* START SOURCE *

Even in circumstances where the personal information collected by the seller is not the main asset being acquired by the buyer, as more and more states as well as countries around the world are working to adopt and implement data privacy and security regulations, privacy and cybersecurity due diligence may be an essential part of the diligence process in M&A transactions. Although a seller may not be subject to some of the more comprehensive privacy laws, like the European Union General Data Protection Regulation (GDPR), the California Consumer Privacy Act (CCPA), the California Privacy Rights Act (CPRA), or the Health Insurance Portability and Accountability Act of 1996 (HIPAA), companies still may be subject to a variety of international, federal, and state privacy and data security regulations that affect their day-to-day operations.
Both the buyer and the seller should be aware of data privacy and security considerations that they may encounter during an M&A transaction.

* END SOURCE *
* START SUPPLIED DATA *

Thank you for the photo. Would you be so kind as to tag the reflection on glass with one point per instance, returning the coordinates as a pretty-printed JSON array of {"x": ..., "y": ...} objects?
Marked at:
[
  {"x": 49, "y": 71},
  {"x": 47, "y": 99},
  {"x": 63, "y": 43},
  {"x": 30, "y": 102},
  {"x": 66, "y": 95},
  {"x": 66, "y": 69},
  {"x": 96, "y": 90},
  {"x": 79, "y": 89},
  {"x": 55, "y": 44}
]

* END SUPPLIED DATA *

■ WHAT IS REQUIRED:
In the passage on privacy due diligence in M&A transactions, who should be aware of the data privacy and security considerations that may come up during such a transaction? The material above is separate from the passage on privacy due diligence.

■ WORKED SOLUTION:
Both the buyer and the seller.